EXERCISE OBJECTIVE: Word for word, restate the records that come after this.
════════════════════
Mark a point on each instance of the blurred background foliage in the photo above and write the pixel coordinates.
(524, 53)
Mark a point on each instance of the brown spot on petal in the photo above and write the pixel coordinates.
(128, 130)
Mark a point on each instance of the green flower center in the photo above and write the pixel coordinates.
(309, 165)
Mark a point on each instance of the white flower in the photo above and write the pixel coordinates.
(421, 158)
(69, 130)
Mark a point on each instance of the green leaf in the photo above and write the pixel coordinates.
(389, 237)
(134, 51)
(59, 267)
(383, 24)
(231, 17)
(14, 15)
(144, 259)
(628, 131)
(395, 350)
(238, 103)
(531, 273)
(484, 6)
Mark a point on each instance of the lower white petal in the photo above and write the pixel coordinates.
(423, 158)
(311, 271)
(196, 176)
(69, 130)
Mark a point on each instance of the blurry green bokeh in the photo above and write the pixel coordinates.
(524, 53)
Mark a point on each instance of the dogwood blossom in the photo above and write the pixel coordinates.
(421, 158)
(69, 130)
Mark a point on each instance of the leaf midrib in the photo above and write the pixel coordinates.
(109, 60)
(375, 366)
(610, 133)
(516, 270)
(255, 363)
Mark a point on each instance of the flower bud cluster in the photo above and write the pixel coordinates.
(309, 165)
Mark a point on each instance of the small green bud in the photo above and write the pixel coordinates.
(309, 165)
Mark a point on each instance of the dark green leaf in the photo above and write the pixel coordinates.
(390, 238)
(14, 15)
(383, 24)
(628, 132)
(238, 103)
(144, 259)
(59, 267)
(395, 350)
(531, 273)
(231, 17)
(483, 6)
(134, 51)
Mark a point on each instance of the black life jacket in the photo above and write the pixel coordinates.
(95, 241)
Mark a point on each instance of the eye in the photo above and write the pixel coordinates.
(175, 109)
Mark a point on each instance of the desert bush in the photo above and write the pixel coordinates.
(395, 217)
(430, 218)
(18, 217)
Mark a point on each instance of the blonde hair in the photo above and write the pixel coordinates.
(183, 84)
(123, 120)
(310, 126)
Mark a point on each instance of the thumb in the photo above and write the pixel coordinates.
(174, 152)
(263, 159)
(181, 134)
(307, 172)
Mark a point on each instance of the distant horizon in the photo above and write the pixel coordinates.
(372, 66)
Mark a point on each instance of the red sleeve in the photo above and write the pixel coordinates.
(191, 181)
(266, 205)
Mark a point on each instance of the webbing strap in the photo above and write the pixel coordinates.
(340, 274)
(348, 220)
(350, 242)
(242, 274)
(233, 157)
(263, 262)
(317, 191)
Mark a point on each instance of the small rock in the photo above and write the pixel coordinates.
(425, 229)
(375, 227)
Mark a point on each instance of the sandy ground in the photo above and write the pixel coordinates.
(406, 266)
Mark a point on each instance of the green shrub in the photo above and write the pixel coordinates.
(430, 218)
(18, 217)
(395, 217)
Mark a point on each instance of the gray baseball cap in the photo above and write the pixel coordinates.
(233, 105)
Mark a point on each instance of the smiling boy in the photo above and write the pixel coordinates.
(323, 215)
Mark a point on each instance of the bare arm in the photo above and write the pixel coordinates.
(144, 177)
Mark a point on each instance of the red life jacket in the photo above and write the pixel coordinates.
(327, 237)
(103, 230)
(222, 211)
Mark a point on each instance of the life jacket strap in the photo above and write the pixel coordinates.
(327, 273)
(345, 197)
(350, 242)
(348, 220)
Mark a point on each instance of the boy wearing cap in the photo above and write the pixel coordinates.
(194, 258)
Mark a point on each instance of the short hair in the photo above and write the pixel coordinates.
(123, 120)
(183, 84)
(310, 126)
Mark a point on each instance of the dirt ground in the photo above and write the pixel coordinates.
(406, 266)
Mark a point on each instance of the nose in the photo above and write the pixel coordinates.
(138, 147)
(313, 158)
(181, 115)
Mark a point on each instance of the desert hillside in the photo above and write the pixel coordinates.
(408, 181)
════════════════════
ANSWER TO THE PROBLEM:
Mark a point on each instance of the blurred background foliage in the photo above and write the pixel coordinates.
(524, 53)
Mark a point on each instance of the brown spot on petal in the photo above and write the pixel coordinates.
(128, 130)
Mark a point on each instance of the green flower center in the photo above and write the pixel coordinates.
(309, 165)
Mark a point on each instance of the white flower in the photo above and write the pixel coordinates.
(421, 158)
(69, 130)
Mark a point on each instance of the green leaf in the photo above and write the pixel coordinates.
(389, 237)
(134, 51)
(59, 267)
(383, 24)
(231, 17)
(14, 15)
(144, 259)
(628, 131)
(395, 350)
(238, 103)
(531, 273)
(484, 6)
Mark a point on each instance of the lower white petal in the photo above and write the pixel coordinates.
(423, 158)
(311, 271)
(196, 176)
(69, 130)
Mark a point on each instance of the blurry green bokeh in the photo above and write the pixel coordinates.
(524, 53)
Mark a point on each instance of the dogwood blossom in the photo above and write the pixel coordinates.
(421, 158)
(69, 130)
Mark a point on each instance of the leaf midrib in the photo above and write the pixel coordinates.
(109, 60)
(375, 366)
(610, 133)
(516, 270)
(255, 363)
Mark a point on each instance of the flower bud cluster in the photo above and write the pixel coordinates.
(309, 165)
Mark a point on each instance of the small green bud in the photo above and write the pixel coordinates.
(309, 165)
Mark a point on each instance of the dark green leaf in the photo above and write the pixel coordinates.
(390, 238)
(14, 15)
(383, 24)
(628, 132)
(238, 103)
(144, 259)
(59, 267)
(395, 350)
(531, 273)
(231, 17)
(483, 6)
(134, 51)
Mark a point on each instance of the black life jacket in the photo above and write the pixel coordinates.
(95, 241)
Mark a point on each instance of the eye in the photo above and write the pixel coordinates.
(175, 109)
Mark a point on each instance of the desert bush in the photo above and write the pixel coordinates.
(395, 217)
(430, 218)
(18, 217)
Mark a point on each instance of the blonde hair in the photo above and write the pixel coordinates.
(183, 84)
(123, 120)
(310, 126)
Mark a point on each instance of the thumb in the photo above and write the pixel coordinates.
(174, 152)
(263, 159)
(181, 134)
(307, 172)
Mark a point on each instance of the distant horizon in the photo above and write the pixel coordinates.
(372, 66)
Mark a point on each instance of the red sleeve in the photo above and write the pixel coordinates.
(191, 181)
(266, 205)
Mark a point on each instance of the webbing strap in the photo above and write the pixel coordinates.
(340, 274)
(348, 220)
(350, 242)
(242, 274)
(233, 157)
(263, 262)
(317, 191)
Mark a point on each instance of the small rock in the photo above and write the pixel coordinates.
(425, 229)
(375, 227)
Mark a point on each instance of the sandy ground in the photo above and write the pixel coordinates.
(406, 266)
Mark a point on each instance of the green shrub in the photo above and write the pixel coordinates.
(430, 218)
(18, 217)
(395, 217)
Mark a point on each instance of the gray baseball cap in the photo above and write the pixel coordinates.
(233, 105)
Mark a point on each instance of the smiling boy in the photo above and write the pixel coordinates.
(323, 215)
Mark a point on each instance of the bare arm in the photo above and write the pixel coordinates.
(144, 177)
Mark a point on each instance of the red life jacket in the photo above and write the pixel coordinates.
(327, 237)
(103, 230)
(222, 211)
Mark a point on each instance of the life jacket strap in the photo above and write the pixel coordinates.
(327, 273)
(345, 197)
(350, 242)
(348, 220)
Mark a point on each instance of the boy wearing cap in the photo above and write the pixel coordinates.
(194, 258)
Mark a point on each instance of the short hair in the photo above and write the pixel coordinates.
(123, 120)
(183, 84)
(310, 126)
Mark a point on each instance of the dirt ground in the photo above and write the pixel coordinates.
(406, 266)
Mark a point on each instance of the nose in the photo above and write the pixel coordinates.
(138, 147)
(313, 158)
(181, 115)
Mark a point on each instance of the desert hillside in the photo above and write the pixel coordinates.
(408, 181)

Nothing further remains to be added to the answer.